§ **掲載文章**:

歯科医師になって、最初に困ったことは、「手が震えてしまう」ことでした。病棟の回診で、先輩の先生が処置をする時に、補助する手が震えてしまうのです。緊張もあったと思いますが、当時は、自分は手が震えてしまうので、歯科医師に向いていないのではないかと焦ったものです。一才ての震えない同期もいましたから、それは落ち込みました。。。それからは、手の震えを克服するために、どんな処置でも工夫していこうと考えるようになりました。

レストとは?

レストは、ご存知でしょうか。レストとは、例えば、ビリヤードで玉を突くキューのブレを抑えるために、左手で支える指の構えなどを言います。バスケ漫画のスラムダンクでは、「左手は添えるだけ」という名コメントが記憶にありますが、これもシュートフォームでのレストに近いものでしょう。我々、歯科医師が歯を削る時にも、削る機械がブレないように、レスト(指の支え)を駆使します。狭いお口の中ですから、レストの位置は困難を極めます。私にとって、手を震えないようにするためには、レストが非常に大切なのです。

このレストを駆使して、処置を行うようになった結果、手の震えは無くなりました。それどころか、より繊細なマイクロスコープを使用した処置までできるようになったのです!自分の欠点が、努力の積み重ねで、克服したどころか、得意なものになっていきました。レストのおかげです!

レストが使えない!?インプラントのドリリング

レストの応用によって、欠点をカバーできた歯科治療が得意なもの(歯医者だから当たり前?)になったのですが、次なる壁が現れました。それが、インプラント治療です。インプラント治療とは、顎の骨に、人工歯根と呼ばれるチタン製のネジを埋め込み、新たな歯を作る画期的な歯科治療です。私も口腔外科の出身ですから、20年以上前からインプラント治療を行なっております。そして、手の震えを克服した私ですから、インプラント治療にも様々な工夫をしてきました。しかし、顎にインプラントを埋入する穴を形成する「ドリリング」が厄介だったのです!

多くの場合、インプラントの埋入の方向は、となりの歯と平行になります。傾斜埋入という斜めに埋入する考え方もありますが、いずれにしても、術者がシミュレーションした方向へまっすぐに埋入窩を形成します。それも、0.5mm単位のドリルを4~5本使用して(メーカーにより異なります)、約4mmの正円の埋入窩を作り出します。これが、超難しいのです!そこに、レスト問題も発生します!

レストに欠点が!

手の震えを止め、安定した手元を作り出すのに必要なレスト。そのレストに弱点があるとは。。。ちょっと難しいのですが、文章にしてみますね。

§ **本文に関する問い**:
1. レストについての文章によると、インプラント治療で人工歯根として顎の骨に埋め込むのは何でできたネジですか。
2. レストについての文章のうち、「歯科医師になって、最初に困っ」を含む語句で始まり「ました。レストのおかげです!」で終わる部分を、「ビリヤード」を「スヌーカー」に置き換えて書き直してください。
これらの項目は、上の文章とは別個の資料です。

[コレクションから抽出したデータ]
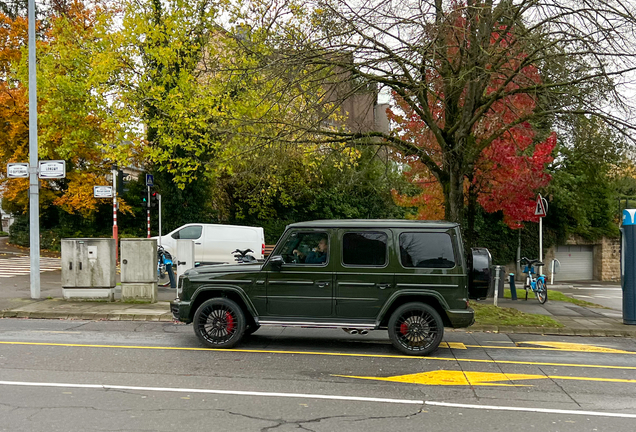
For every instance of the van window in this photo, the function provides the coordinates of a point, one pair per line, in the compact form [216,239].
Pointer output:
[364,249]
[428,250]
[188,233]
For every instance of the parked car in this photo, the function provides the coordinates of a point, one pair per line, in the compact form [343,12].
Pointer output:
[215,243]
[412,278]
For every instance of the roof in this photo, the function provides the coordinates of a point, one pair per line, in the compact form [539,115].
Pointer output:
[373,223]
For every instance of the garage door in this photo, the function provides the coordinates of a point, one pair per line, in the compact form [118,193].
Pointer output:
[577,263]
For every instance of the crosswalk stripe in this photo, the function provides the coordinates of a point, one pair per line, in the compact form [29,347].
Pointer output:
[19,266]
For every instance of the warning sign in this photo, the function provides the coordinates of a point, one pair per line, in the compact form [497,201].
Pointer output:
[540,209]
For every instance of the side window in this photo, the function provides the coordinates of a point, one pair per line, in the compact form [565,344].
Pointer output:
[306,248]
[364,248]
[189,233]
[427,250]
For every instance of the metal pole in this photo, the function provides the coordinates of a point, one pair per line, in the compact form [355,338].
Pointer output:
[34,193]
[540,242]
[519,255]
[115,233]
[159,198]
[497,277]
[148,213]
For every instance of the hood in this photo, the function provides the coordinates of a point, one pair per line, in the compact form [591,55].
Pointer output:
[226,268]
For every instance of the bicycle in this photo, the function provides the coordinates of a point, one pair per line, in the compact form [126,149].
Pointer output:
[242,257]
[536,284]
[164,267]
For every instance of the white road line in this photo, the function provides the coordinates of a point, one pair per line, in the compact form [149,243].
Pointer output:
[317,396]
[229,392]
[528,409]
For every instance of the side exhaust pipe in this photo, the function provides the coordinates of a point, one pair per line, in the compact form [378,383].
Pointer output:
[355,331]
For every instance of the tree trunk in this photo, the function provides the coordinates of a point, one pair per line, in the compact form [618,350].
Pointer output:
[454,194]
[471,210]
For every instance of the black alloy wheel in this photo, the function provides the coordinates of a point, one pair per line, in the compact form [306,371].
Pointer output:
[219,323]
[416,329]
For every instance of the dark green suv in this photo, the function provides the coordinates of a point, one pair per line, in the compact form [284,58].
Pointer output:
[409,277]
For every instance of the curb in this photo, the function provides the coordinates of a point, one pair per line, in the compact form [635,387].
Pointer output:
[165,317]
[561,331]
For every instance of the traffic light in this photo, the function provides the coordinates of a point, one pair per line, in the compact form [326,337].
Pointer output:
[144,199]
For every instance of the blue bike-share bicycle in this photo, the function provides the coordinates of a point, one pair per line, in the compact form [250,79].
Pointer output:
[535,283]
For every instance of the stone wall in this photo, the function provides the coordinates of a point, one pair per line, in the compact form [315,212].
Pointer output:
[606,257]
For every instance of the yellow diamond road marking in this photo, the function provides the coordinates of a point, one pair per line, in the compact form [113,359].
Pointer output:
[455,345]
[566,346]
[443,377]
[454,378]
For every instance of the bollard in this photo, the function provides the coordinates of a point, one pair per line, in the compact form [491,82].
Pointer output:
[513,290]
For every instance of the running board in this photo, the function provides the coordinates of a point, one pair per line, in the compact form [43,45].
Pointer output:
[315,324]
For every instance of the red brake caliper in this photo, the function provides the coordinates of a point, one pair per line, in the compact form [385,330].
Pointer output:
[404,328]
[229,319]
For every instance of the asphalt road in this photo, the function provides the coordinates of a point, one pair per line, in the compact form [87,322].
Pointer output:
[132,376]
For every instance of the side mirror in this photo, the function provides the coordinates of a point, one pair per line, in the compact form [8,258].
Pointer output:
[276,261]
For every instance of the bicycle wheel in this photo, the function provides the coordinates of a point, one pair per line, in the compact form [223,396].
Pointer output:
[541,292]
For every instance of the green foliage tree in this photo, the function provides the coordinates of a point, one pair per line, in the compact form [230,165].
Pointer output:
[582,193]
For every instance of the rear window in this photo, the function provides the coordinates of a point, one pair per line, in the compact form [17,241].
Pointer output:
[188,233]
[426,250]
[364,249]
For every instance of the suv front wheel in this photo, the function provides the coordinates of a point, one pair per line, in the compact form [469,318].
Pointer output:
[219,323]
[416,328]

§ **解答一覧**:
1. チタン製のネジです。

2.
歯科医師になって、最初に困ったことは、「手が震えてしまう」ことでした。病棟の回診で、先輩の先生が処置をする時に、補助する手が震えてしまうのです。緊張もあったと思いますが、当時は、自分は手が震えてしまうので、歯科医師に向いていないのではないかと焦ったものです。一才ての震えない同期もいましたから、それは落ち込みました。。。それからは、手の震えを克服するために、どんな処置でも工夫していこうと考えるようになりました。

レストとは?

レストは、ご存知でしょうか。レストとは、例えば、スヌーカーで玉を突くキューのブレを抑えるために、左手で支える指の構えなどを言います。バスケ漫画のスラムダンクでは、「左手は添えるだけ」という名コメントが記憶にありますが、これもシュートフォームでのレストに近いものでしょう。我々、歯科医師が歯を削る時にも、削る機械がブレないように、レスト(指の支え)を駆使します。狭いお口の中ですから、レストの位置は困難を極めます。私にとって、手を震えないようにするためには、レストが非常に大切なのです。

このレストを駆使して、処置を行うようになった結果、手の震えは無くなりました。それどころか、より繊細なマイクロスコープを使用した処置までできるようになったのです!自分の欠点が、努力の積み重ねで、克服したどころか、得意なものになっていきました。レストのおかげです!